======== Exercise data ========
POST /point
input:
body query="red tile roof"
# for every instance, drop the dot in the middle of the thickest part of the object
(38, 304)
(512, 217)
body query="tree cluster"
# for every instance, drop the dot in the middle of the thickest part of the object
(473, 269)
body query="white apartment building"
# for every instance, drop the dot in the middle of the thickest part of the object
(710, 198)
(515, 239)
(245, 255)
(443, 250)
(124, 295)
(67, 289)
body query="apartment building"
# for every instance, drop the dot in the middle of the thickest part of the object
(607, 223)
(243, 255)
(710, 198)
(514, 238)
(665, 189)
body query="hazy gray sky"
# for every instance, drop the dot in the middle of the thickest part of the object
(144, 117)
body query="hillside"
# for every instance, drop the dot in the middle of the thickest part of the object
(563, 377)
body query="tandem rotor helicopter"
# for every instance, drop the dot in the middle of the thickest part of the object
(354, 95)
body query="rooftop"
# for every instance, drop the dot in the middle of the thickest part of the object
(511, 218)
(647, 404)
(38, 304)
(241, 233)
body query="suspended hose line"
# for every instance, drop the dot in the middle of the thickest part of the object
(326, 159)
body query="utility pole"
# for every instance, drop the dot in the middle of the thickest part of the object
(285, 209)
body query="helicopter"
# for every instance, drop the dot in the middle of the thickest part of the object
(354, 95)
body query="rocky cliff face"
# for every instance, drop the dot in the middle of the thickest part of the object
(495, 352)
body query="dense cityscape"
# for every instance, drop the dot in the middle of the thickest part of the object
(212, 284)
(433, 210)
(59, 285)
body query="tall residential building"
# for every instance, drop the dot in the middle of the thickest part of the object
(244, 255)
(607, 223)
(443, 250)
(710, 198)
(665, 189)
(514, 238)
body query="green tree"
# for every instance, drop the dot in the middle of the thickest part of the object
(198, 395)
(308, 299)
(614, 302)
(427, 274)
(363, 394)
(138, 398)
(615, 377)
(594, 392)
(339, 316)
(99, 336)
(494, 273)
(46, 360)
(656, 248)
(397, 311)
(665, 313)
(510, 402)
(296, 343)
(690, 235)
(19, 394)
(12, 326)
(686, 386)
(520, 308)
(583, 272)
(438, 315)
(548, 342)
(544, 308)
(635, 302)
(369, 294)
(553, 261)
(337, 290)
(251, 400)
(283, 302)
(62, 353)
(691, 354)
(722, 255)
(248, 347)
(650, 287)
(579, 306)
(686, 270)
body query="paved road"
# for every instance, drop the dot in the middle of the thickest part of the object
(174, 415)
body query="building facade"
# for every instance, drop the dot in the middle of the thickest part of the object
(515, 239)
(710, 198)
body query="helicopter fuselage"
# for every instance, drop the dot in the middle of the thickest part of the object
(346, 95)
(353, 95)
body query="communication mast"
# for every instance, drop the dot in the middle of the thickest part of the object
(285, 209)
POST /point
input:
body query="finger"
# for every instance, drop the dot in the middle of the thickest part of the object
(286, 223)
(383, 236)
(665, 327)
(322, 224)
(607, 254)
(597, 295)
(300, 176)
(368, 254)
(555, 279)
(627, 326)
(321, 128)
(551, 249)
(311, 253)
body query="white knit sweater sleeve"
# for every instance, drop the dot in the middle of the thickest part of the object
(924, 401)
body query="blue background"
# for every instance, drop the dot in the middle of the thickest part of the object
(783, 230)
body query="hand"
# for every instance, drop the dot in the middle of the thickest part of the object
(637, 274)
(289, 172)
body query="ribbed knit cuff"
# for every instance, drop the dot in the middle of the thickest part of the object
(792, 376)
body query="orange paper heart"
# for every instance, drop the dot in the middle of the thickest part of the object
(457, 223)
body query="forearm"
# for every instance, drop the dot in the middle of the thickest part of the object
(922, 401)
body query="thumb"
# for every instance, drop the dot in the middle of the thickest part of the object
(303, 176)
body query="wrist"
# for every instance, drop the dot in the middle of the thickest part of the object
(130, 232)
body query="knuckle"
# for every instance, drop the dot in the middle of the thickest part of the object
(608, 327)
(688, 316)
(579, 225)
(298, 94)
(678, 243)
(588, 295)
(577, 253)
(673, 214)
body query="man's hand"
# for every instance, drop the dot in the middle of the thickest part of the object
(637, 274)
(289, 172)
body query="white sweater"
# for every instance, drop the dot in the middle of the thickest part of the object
========
======== Exercise data ========
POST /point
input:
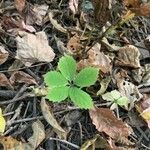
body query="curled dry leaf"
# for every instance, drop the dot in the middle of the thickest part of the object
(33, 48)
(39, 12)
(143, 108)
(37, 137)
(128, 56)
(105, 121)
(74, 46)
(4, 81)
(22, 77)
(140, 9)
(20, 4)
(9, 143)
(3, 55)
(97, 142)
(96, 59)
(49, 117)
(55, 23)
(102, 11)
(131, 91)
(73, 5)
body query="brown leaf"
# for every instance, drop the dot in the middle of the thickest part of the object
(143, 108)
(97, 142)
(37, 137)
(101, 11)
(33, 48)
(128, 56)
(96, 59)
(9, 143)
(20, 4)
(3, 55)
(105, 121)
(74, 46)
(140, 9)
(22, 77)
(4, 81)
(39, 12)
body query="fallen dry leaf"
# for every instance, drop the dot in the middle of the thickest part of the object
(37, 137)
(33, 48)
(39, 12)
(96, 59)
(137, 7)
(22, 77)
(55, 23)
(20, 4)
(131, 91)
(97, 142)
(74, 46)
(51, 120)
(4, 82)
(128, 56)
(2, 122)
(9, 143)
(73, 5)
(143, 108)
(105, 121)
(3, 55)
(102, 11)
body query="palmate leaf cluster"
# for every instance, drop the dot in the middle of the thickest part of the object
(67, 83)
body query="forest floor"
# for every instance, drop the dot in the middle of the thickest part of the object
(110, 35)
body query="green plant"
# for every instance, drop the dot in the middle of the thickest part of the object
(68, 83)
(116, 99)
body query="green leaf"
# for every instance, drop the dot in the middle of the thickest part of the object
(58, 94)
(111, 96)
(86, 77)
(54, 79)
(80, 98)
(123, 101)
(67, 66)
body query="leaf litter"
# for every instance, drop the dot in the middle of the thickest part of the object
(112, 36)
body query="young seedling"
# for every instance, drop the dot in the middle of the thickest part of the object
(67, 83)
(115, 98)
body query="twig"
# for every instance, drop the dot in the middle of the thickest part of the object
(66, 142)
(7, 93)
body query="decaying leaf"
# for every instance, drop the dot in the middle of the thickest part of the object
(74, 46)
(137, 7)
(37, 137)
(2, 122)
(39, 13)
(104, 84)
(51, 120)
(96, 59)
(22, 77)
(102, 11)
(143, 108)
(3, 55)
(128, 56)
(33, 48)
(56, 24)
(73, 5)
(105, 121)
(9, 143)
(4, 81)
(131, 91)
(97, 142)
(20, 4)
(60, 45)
========
(What the task asks): When the string "tree" occurs in a line of the material, that line belongs in the answer.

(Finished task):
body query="tree cluster"
body query="green tree"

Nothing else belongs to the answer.